_Aim of the task_. Convert the data from its first line up to and including the line containing "rough mask: <svg" into a JSON list of strings, one string per line, with blank lines omitted.

[[ Material for the task, beginning ]]

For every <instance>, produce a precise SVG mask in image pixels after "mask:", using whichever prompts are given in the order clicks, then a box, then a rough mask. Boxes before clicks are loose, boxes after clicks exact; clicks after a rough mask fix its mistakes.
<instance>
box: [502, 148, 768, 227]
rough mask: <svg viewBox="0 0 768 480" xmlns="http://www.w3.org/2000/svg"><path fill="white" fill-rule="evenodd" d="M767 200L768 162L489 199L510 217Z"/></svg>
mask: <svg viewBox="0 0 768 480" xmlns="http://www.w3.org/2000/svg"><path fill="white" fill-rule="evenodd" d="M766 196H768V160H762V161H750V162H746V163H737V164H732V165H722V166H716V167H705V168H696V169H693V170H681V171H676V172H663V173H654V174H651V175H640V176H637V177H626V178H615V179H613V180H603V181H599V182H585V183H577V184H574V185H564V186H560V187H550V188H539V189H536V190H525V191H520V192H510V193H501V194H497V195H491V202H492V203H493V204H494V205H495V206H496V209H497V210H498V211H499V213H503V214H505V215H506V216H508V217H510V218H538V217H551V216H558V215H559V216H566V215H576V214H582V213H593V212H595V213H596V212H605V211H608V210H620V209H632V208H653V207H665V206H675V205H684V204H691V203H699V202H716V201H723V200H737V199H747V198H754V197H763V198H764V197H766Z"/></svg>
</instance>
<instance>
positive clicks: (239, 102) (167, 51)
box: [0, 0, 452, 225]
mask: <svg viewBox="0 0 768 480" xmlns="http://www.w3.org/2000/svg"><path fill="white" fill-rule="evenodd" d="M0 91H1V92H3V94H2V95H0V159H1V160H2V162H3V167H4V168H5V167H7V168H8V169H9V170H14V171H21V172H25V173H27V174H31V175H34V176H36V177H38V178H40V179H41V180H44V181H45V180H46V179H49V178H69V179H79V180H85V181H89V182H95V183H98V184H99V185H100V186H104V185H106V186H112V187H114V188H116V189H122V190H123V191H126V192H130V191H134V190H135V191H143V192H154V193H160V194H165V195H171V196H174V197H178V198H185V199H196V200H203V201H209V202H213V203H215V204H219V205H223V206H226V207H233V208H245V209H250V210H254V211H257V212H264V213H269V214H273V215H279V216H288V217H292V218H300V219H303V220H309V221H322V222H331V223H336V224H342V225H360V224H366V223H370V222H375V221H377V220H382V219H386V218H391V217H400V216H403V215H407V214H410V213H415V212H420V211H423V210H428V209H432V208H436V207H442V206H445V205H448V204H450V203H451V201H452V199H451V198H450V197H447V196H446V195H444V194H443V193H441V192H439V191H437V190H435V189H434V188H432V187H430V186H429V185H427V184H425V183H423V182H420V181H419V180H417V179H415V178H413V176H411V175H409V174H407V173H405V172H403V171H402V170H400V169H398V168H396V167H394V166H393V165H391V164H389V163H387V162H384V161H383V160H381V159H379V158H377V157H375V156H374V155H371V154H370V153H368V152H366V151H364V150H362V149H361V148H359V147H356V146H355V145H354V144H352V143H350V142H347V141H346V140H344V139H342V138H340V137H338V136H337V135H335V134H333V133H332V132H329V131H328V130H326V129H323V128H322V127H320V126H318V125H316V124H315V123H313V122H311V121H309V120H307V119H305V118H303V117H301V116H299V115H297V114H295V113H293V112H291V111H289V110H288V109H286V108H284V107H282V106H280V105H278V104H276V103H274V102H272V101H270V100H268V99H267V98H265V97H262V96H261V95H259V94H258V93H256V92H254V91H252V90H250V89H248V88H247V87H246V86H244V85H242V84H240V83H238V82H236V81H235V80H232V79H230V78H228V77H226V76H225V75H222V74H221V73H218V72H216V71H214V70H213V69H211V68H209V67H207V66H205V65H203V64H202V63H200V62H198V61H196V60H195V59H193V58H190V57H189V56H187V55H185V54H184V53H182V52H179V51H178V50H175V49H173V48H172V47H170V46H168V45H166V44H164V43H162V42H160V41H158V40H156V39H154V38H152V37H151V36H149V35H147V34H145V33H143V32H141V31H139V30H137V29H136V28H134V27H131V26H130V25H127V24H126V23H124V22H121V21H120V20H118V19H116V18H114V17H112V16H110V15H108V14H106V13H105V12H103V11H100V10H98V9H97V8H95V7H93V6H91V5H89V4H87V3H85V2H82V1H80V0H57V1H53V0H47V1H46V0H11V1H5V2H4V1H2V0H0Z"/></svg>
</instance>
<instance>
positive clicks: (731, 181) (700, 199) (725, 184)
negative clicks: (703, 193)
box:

[[ Material for the task, end ]]

_Exercise solution_.
[
  "For every <instance>, produce a precise SVG mask in image pixels after \"mask:\", using whichever prompts are given in the order clicks, then a box, then a rough mask. Boxes before clicks are loose, boxes after clicks exact; clicks after a rough mask fix its mistakes.",
  "<instance>",
  "box: [502, 148, 768, 227]",
  "rough mask: <svg viewBox=\"0 0 768 480\" xmlns=\"http://www.w3.org/2000/svg\"><path fill=\"white\" fill-rule=\"evenodd\" d=\"M767 200L768 162L489 199L510 217Z\"/></svg>"
]